> **SELECTED TEXT**
— Begin —
Given a string S and two integers L and M, we consider a substring of S as “recoverable” if and only if
  (i) It is of length M*L;
  (ii) It can be constructed by concatenating M “diversified” substrings of S, where each of these substrings has length L; two strings are considered as “diversified” if they don’t have the same character for every position.

Two substrings of S are considered as “different” if they are cut from different part of S. For example, string "aa" has 3 different substrings "aa", "a" and "a".

Your task is to calculate the number of different “recoverable” substrings of S.

Input

The input contains multiple test cases, proceeding to the End of File.

The first line of each test case has two space-separated integers M and L.

The second ine of each test case has a string S, which consists of only lowercase letters.
— End —
> **WRITTEN PROBLEM A**
Could you reproduce the problem statement word for word, starting at "Your task is" and ending at "only lowercase letters."?

> **DATA EXTRACT**
— Begin —
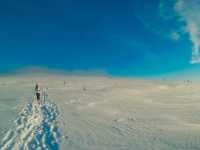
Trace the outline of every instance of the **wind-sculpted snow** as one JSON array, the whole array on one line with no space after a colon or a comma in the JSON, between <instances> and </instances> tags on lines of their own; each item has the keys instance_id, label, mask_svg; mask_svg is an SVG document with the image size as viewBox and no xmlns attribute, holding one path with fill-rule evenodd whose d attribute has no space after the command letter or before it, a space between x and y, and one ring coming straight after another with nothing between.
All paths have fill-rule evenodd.
<instances>
[{"instance_id":1,"label":"wind-sculpted snow","mask_svg":"<svg viewBox=\"0 0 200 150\"><path fill-rule=\"evenodd\" d=\"M60 131L57 126L58 109L55 104L28 104L1 141L1 150L57 150Z\"/></svg>"}]
</instances>

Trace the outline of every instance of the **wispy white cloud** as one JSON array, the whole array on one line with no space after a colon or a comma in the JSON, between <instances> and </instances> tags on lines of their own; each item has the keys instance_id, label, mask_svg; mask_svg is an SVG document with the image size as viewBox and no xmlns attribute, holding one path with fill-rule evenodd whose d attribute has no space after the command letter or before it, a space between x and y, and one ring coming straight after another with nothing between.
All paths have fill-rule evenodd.
<instances>
[{"instance_id":1,"label":"wispy white cloud","mask_svg":"<svg viewBox=\"0 0 200 150\"><path fill-rule=\"evenodd\" d=\"M176 0L174 9L193 44L191 63L200 63L200 0Z\"/></svg>"}]
</instances>

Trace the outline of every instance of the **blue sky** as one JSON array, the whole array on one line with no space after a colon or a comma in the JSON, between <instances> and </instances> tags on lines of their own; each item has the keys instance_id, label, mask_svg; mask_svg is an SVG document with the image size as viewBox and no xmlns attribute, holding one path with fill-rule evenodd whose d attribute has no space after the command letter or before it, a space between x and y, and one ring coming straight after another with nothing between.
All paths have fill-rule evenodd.
<instances>
[{"instance_id":1,"label":"blue sky","mask_svg":"<svg viewBox=\"0 0 200 150\"><path fill-rule=\"evenodd\" d=\"M1 1L0 72L40 66L140 76L190 68L200 62L199 8L199 0Z\"/></svg>"}]
</instances>

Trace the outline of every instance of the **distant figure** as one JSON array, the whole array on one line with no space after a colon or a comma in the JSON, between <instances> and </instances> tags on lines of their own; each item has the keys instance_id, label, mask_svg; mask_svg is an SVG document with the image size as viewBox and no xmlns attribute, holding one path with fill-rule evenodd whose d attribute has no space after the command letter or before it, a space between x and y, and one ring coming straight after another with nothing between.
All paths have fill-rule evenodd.
<instances>
[{"instance_id":1,"label":"distant figure","mask_svg":"<svg viewBox=\"0 0 200 150\"><path fill-rule=\"evenodd\" d=\"M48 94L47 94L47 89L48 88L45 88L44 90L43 90L43 104L45 104L46 103L46 100L47 100L47 97L48 97Z\"/></svg>"},{"instance_id":2,"label":"distant figure","mask_svg":"<svg viewBox=\"0 0 200 150\"><path fill-rule=\"evenodd\" d=\"M35 85L35 95L37 102L40 103L40 88L38 84Z\"/></svg>"}]
</instances>

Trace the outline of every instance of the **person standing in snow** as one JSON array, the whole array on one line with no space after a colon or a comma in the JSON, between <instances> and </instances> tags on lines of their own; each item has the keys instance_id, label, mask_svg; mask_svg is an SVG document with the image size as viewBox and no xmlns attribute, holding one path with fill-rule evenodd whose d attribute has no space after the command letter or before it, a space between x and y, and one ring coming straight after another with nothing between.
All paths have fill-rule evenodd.
<instances>
[{"instance_id":1,"label":"person standing in snow","mask_svg":"<svg viewBox=\"0 0 200 150\"><path fill-rule=\"evenodd\" d=\"M40 104L40 87L38 84L35 85L35 95L36 95L36 99L38 104Z\"/></svg>"}]
</instances>

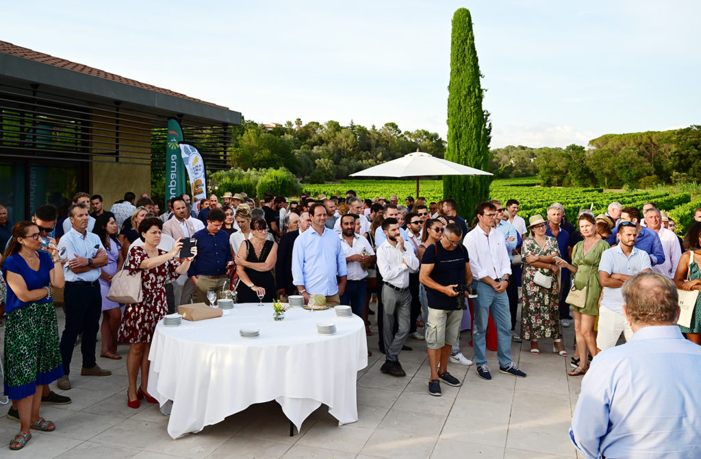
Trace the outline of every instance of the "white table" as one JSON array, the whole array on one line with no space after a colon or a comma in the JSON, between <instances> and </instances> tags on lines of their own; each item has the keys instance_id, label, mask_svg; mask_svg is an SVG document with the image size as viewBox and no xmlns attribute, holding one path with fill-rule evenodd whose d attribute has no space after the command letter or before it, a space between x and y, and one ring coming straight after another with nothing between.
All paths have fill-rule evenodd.
<instances>
[{"instance_id":1,"label":"white table","mask_svg":"<svg viewBox=\"0 0 701 459\"><path fill-rule=\"evenodd\" d=\"M222 317L156 327L149 359L149 392L173 401L168 434L178 438L221 422L250 405L276 401L297 427L321 404L339 424L358 420L355 382L367 366L362 319L338 318L333 308L294 308L281 321L273 307L236 305ZM336 324L332 335L318 322ZM260 329L244 339L242 328Z\"/></svg>"}]
</instances>

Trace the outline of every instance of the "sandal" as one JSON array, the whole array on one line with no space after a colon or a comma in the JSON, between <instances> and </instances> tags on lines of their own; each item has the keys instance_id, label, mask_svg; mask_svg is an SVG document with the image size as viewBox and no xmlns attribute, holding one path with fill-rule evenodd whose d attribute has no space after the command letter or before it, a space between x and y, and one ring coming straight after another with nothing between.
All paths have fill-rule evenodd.
<instances>
[{"instance_id":1,"label":"sandal","mask_svg":"<svg viewBox=\"0 0 701 459\"><path fill-rule=\"evenodd\" d=\"M15 435L15 438L10 442L10 449L13 451L22 449L30 439L32 439L31 433L20 432L17 435Z\"/></svg>"},{"instance_id":2,"label":"sandal","mask_svg":"<svg viewBox=\"0 0 701 459\"><path fill-rule=\"evenodd\" d=\"M588 366L585 368L583 368L581 366L578 366L574 370L572 370L571 371L568 371L567 374L569 375L570 376L581 376L584 373L587 373L587 370L588 369L589 369Z\"/></svg>"},{"instance_id":3,"label":"sandal","mask_svg":"<svg viewBox=\"0 0 701 459\"><path fill-rule=\"evenodd\" d=\"M37 418L34 424L30 426L32 429L42 430L43 432L53 432L56 430L56 425L51 421L48 421L43 418Z\"/></svg>"},{"instance_id":4,"label":"sandal","mask_svg":"<svg viewBox=\"0 0 701 459\"><path fill-rule=\"evenodd\" d=\"M100 354L100 357L102 357L103 359L111 359L112 360L121 360L122 359L122 356L119 355L118 354L115 354L114 352L112 352L111 351L107 351L107 352L102 352L102 354Z\"/></svg>"},{"instance_id":5,"label":"sandal","mask_svg":"<svg viewBox=\"0 0 701 459\"><path fill-rule=\"evenodd\" d=\"M555 338L554 340L552 340L552 342L553 343L556 343L556 342L562 343L562 338ZM554 352L555 354L559 354L563 357L567 357L567 351L566 351L564 350L564 346L563 346L563 348L562 348L562 351L559 351L559 350L557 350L557 348L555 347L555 345L553 344L552 345L552 352Z\"/></svg>"}]
</instances>

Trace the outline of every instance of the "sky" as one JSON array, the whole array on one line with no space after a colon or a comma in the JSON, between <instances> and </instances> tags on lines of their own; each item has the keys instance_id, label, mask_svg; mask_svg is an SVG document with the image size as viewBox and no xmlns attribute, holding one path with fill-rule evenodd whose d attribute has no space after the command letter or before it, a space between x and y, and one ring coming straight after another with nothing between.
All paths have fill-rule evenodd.
<instances>
[{"instance_id":1,"label":"sky","mask_svg":"<svg viewBox=\"0 0 701 459\"><path fill-rule=\"evenodd\" d=\"M491 147L701 124L701 2L70 1L0 6L0 40L240 112L447 139L453 14L472 18Z\"/></svg>"}]
</instances>

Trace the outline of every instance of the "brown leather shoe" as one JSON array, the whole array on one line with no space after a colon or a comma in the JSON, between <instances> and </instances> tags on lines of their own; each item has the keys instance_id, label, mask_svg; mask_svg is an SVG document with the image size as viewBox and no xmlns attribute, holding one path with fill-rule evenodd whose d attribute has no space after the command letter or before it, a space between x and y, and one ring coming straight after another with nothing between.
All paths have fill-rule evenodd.
<instances>
[{"instance_id":1,"label":"brown leather shoe","mask_svg":"<svg viewBox=\"0 0 701 459\"><path fill-rule=\"evenodd\" d=\"M68 375L64 375L58 378L58 381L56 382L56 385L61 390L68 390L71 388L71 381L68 379Z\"/></svg>"},{"instance_id":2,"label":"brown leather shoe","mask_svg":"<svg viewBox=\"0 0 701 459\"><path fill-rule=\"evenodd\" d=\"M81 374L83 376L109 376L112 374L109 370L103 370L99 366L95 365L91 368L83 367L81 369Z\"/></svg>"}]
</instances>

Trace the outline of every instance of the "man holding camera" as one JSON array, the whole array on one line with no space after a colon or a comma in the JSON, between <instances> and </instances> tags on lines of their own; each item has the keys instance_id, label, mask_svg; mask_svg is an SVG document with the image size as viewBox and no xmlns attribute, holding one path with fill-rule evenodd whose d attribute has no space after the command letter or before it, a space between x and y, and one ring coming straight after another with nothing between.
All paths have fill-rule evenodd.
<instances>
[{"instance_id":1,"label":"man holding camera","mask_svg":"<svg viewBox=\"0 0 701 459\"><path fill-rule=\"evenodd\" d=\"M426 286L428 298L426 331L431 367L428 393L436 397L441 395L440 381L451 386L461 385L448 373L448 359L453 343L459 338L465 293L472 281L468 251L460 244L462 237L459 225L449 224L440 240L426 248L421 260L418 279Z\"/></svg>"}]
</instances>

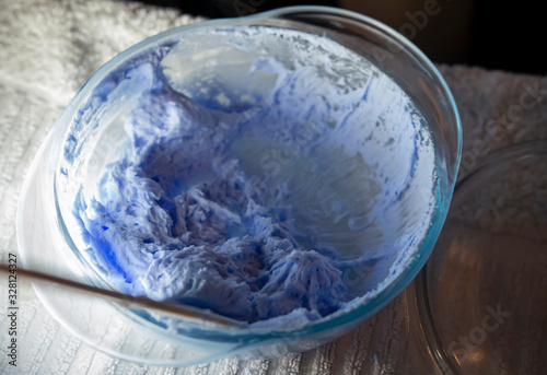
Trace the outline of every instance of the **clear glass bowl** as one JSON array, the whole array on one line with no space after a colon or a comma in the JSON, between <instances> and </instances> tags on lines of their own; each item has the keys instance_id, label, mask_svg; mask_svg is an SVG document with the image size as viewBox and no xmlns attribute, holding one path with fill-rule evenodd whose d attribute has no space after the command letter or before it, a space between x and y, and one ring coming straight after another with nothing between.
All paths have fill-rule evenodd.
<instances>
[{"instance_id":1,"label":"clear glass bowl","mask_svg":"<svg viewBox=\"0 0 547 375\"><path fill-rule=\"evenodd\" d=\"M543 374L547 365L547 142L500 149L456 186L416 278L443 374Z\"/></svg>"},{"instance_id":2,"label":"clear glass bowl","mask_svg":"<svg viewBox=\"0 0 547 375\"><path fill-rule=\"evenodd\" d=\"M70 191L80 186L96 184L104 166L112 162L108 159L113 154L110 151L116 150L124 141L123 132L117 131L120 126L116 116L120 114L109 114L109 120L96 120L98 117L93 117L93 113L86 125L75 131L74 118L88 116L85 110L93 101L105 97L112 99L112 96L108 96L110 92L97 93L96 89L107 80L116 80L116 74L123 72L127 63L135 61L142 54L172 48L177 46L182 38L191 40L193 35L207 37L207 32L211 30L257 26L294 30L334 40L369 61L363 67L353 66L348 69L359 71L366 66L366 69L375 70L375 74L385 74L396 84L397 90L408 95L423 119L420 126L423 126L431 137L434 155L430 156L434 159L438 176L432 188L424 188L417 183L408 189L408 195L415 200L417 197L423 198L423 206L433 202L428 214L412 215L411 211L406 212L410 218L409 224L407 223L409 226L420 222L427 224L423 235L417 239L416 251L406 259L392 258L391 261L403 262L403 271L391 279L384 276L384 280L368 285L368 291L375 291L371 297L356 303L346 312L294 329L223 329L183 323L182 328L179 326L173 330L161 323L161 317L158 318L146 309L127 308L51 285L34 285L48 310L65 327L100 350L141 363L172 365L209 362L236 354L242 358L271 358L302 352L334 340L385 306L416 277L433 248L452 199L462 148L459 117L445 82L434 66L409 40L374 20L334 8L293 7L248 17L208 21L174 28L129 48L101 68L56 122L28 172L18 215L18 238L24 267L102 288L113 288L90 261L89 254L72 228L71 206L74 195ZM230 67L232 71L248 62L242 62L241 59L248 57L238 54L220 54L216 49L219 47L216 43L214 38L209 38L185 47L188 49L183 56L195 56L196 59L190 73L185 75L189 81L183 80L188 84L182 86L183 91L196 83L193 78L200 77L211 61L217 66ZM319 50L322 54L328 52L321 48ZM252 55L255 52L272 54L288 61L292 58L282 48L261 48L259 51L253 50ZM312 66L316 63L319 62L313 59L310 61ZM340 72L337 74L340 75L335 77L337 79L352 78L344 77ZM359 82L347 80L346 84L359 85ZM193 89L188 90L191 96L195 92ZM117 99L120 103L126 101L124 103L127 104L131 97ZM120 105L120 113L124 110ZM79 136L74 137L75 133ZM67 172L67 157L63 153L68 149L78 148L91 150L89 156L84 155L78 165L70 165L70 171ZM374 157L374 152L371 154ZM379 162L386 162L386 159L411 159L412 155L405 155L395 150L391 155L377 152L376 157ZM389 178L396 178L397 164L392 165L391 171L393 176ZM70 178L65 178L67 175ZM363 250L357 248L356 251ZM389 267L384 267L382 272L388 270ZM364 283L361 279L365 279L361 278L359 272L345 277L353 283Z\"/></svg>"}]
</instances>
— End —
> **WRITTEN PROBLEM B**
How many lines in the rows contain the string "wind", counting only matches with the same case? Reply with the number alone.

> **TASK ANSWER A**
Your task is to calculate the number of different “recoverable” substrings of S.

Input

The input contains multiple test cases, proceeding to the End of File.

The first line of each test case has two space-separated integers M and L.

The second ine of each test case has a string S, which consists of only lowercase letters.

> **TASK ANSWER B**
2